Van Deyssel sprak dan ook waarachtig niet tot dovemansoren toen hij korte tijd later - in januari 1943 - liet uitkomen dat hij zich aanbevolen hield voor meer van zulke ogenblikken van geluk. Op deze wijze ontspon zich als vanzelf een briefwisseling, die eerst haar natuurlijke einde zou krijgen op 26 januari 1952, de datum van Van Deyssels overlijden. In mijn brieven stond ik vaak stil bij teksten die 50, 60 jaar geleden onder zijn handen vandaan waren gekomen. Op éen of andere wijze moet dat hem deugd hebben gedaan en moet het hem ook hebben verbaasd dat zo'n jongen, die pas ‘kijken’ kwam, dan toch maar bezig was álles van hem te lezen en over alles wat hij las een mening te formuleren, al zal dat zeker aanvankelijk nogal eens onbeholpen zijn gebeurd. Hoe dan ook: wij bleven contact houden en korte tijd na de bevrijding, in oktober 1945, mocht ik voor de eerste maal bij hem komen logeren. Hij woonde toen niet langer aan de Dreef, maar was verhuisd naar de Van Eedenstraat nummer 14.
| |
Benoeming tot biograaf
Van Deyssel en ik hadden in elk geval met elkaar gemeen dat wij beiden verjaarden in september. In ‘45 werd hij 81, ikzelf niet ouder dan twintig. Drie jaar later volgde, bij schrijven - nog mooier: bij breve - van 3 december 1948, zoveel als mijn aanstelling of benoeming tot zijn biograaf. Ik heb daarover tamelijk uitvoerig geschreven in de verantwoording die ik in 1977 liet voorafgaan aan mijn proefschrift over De Adriaantjes, dat als ondertitel meekreeg ‘Een onderzoek naar wording en achtergronden van Van Deyssels Kind-leven’.
====
#### Gegeven opdracht 1:
Op welke datum overleed Van Deyssel volgens de tekst over Van Deyssel?
#### Gegeven opdracht 2:
Zet de tekst over Van Deyssel voort vanaf het punt waar deze ophoudt.

#### Regelfragmenten:
====
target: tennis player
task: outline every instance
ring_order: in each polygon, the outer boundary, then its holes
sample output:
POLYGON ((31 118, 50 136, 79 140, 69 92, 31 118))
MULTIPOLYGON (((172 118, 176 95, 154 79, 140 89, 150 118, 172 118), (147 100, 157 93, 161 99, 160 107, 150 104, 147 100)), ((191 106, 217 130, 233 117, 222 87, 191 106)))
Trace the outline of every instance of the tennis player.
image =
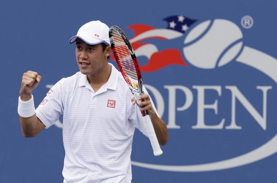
====
#### Antwoord 1:
Van Deyssel overleed op 26 januari 1952.

#### Antwoord 2:
Bij de verlening van die opdracht stelde Van Deyssel in het vooruitzicht dat na zijn overlijden, en voor de duur van mijn eigen leven, heel zijn literaire nalatenschap onder mijn beheer zou komen te vallen. Ik had er toen nog geen idee van hoe uitgebreid Van Deyssels archief zou zijn. Zodra ik erover kon beschikken, werd mij al snel duidelijk dat er heel wat voorwerk diende te
| |
| |
geschieden voordat ik met het schrijven van een biografie een begin zou kunnen maken.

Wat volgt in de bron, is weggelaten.